BRANO DI LETTURA:
Il Meccanismo europeo di stabilità è un fondo "salvastati". Se n’è dotato l’Eurogruppo negli anni della crisi e i 19 Paesi partecipano con quote proporzionali al Pil, l’Italia con circa 14 miliardi. Ha finanziato Grecia, Spagna, Portogallo, Irlanda, Cipro. È il "prestatore di ultima istanza", ruolo che la Bce non può svolgere per statuto. Con 700 miliardi di potenziale intervento - in grado di fronteggiare qualsiasi crisi - è la maggiore istituzione finanziaria del mondo, più grande del Fmi.
• Perché i timori?

OBIETTIVO 1:
Secondo il brano sul Meccanismo europeo di stabilità, con quale somma partecipa l'Italia al fondo?
Le righe che seguono il brano non hanno alcun legame con esso.

DATI REGISTRATI:

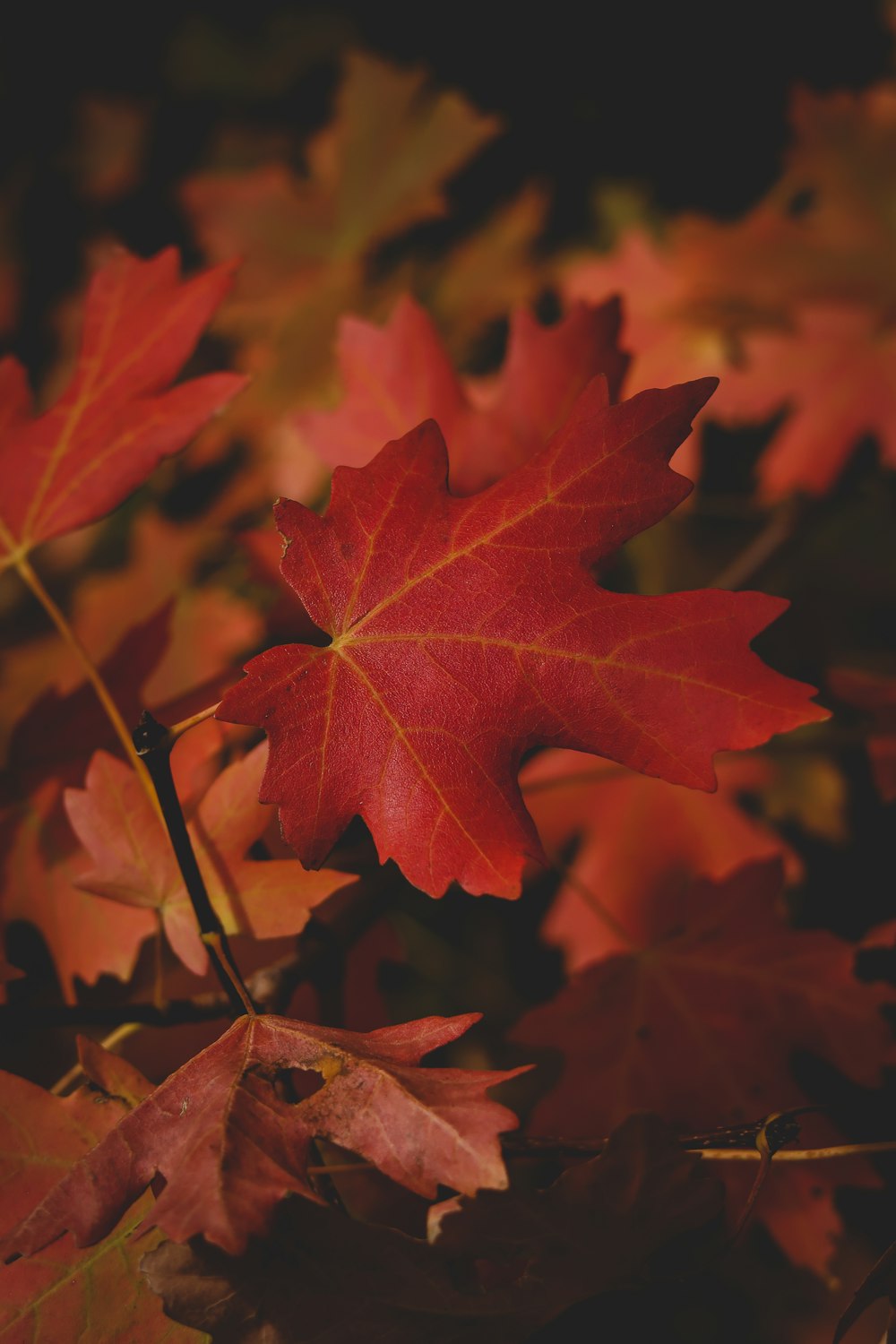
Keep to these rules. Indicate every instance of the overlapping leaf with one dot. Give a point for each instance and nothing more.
(466, 631)
(134, 863)
(69, 1295)
(400, 375)
(876, 695)
(116, 419)
(498, 1266)
(697, 1021)
(230, 1148)
(376, 169)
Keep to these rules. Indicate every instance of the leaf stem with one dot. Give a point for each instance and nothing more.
(756, 554)
(93, 675)
(113, 1039)
(153, 742)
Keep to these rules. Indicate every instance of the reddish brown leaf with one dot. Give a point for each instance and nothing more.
(58, 734)
(86, 937)
(697, 1021)
(501, 1265)
(466, 631)
(230, 1148)
(134, 863)
(616, 871)
(116, 419)
(66, 1296)
(398, 375)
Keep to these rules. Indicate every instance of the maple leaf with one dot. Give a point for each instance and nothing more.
(401, 375)
(56, 736)
(86, 937)
(614, 873)
(466, 631)
(230, 1148)
(876, 695)
(115, 421)
(378, 168)
(210, 626)
(134, 863)
(67, 1295)
(498, 1268)
(697, 1021)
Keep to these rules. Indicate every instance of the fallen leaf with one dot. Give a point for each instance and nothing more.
(880, 1282)
(876, 694)
(86, 935)
(466, 631)
(378, 168)
(833, 374)
(115, 421)
(67, 1296)
(398, 375)
(500, 1266)
(134, 863)
(230, 1148)
(616, 874)
(699, 1019)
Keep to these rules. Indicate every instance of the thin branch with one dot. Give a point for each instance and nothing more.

OBIETTIVO 2:
Restituisci tutte le righe dei dati registrati in cui compare la parola "every".

RISPOSTA SCRITTA 1:
Con circa 14 miliardi.

RISPOSTA SCRITTA 2:
Keep to these rules. Indicate every instance of the overlapping leaf with one dot. Give a point for each instance and nothing more.
Keep to these rules. Indicate every instance of the leaf stem with one dot. Give a point for each instance and nothing more.
Keep to these rules. Indicate every instance of the reddish brown leaf with one dot. Give a point for each instance and nothing more.
Keep to these rules. Indicate every instance of the maple leaf with one dot. Give a point for each instance and nothing more.
Keep to these rules. Indicate every instance of the fallen leaf with one dot. Give a point for each instance and nothing more.
Keep to these rules. Indicate every instance of the thin branch with one dot. Give a point for each instance and nothing more.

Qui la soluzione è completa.